• YOUR TASK
Without the images, write out the whole listing exactly.
BEGIN DATA LINES
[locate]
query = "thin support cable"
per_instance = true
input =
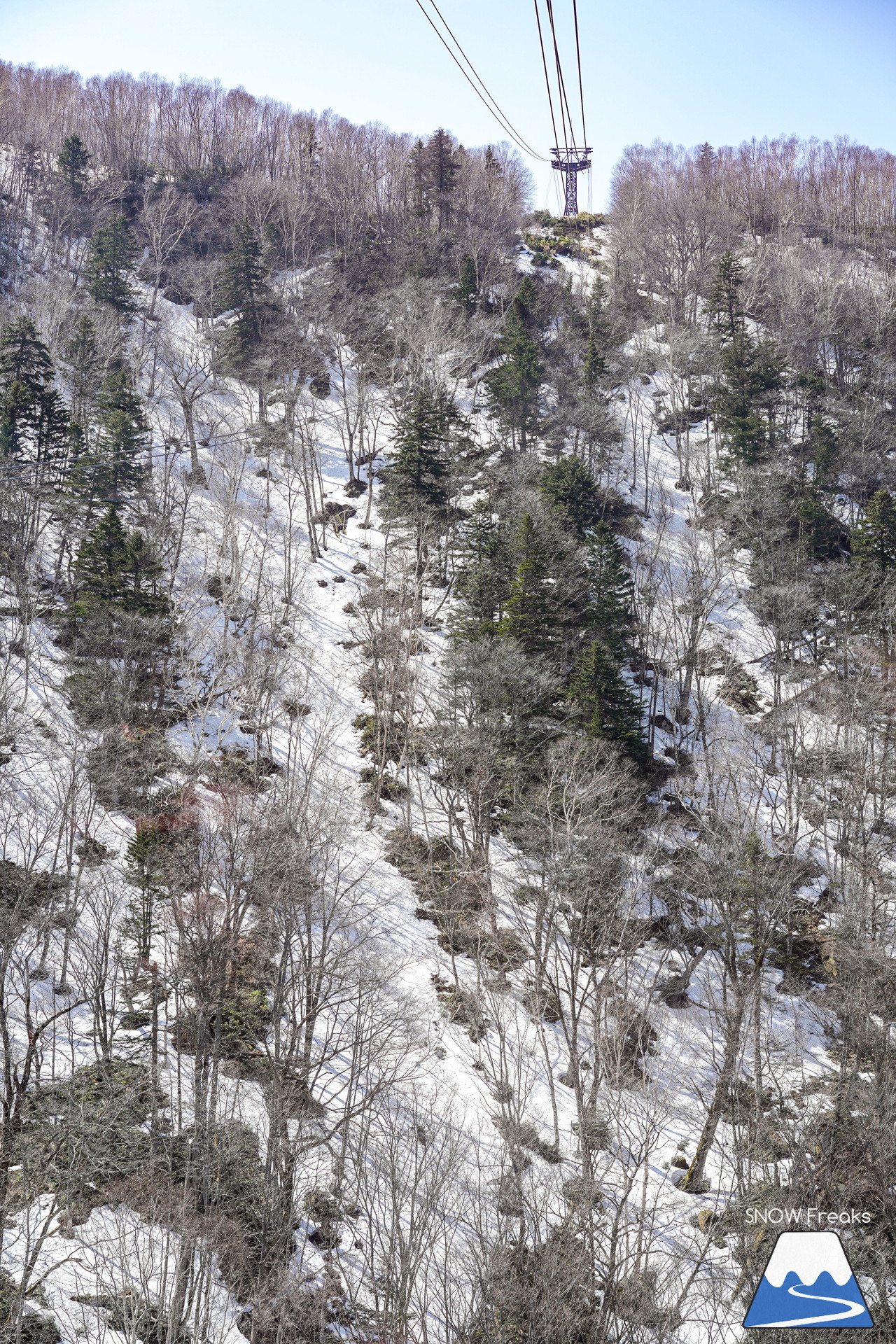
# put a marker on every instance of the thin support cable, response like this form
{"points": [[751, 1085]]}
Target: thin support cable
END DATA LINES
• RIGHT ANSWER
[locate]
query = "thin support cable"
per_instance = true
input =
# put a marker on every instance of the thin support cable, response like this form
{"points": [[751, 1085]]}
Target: thin support cable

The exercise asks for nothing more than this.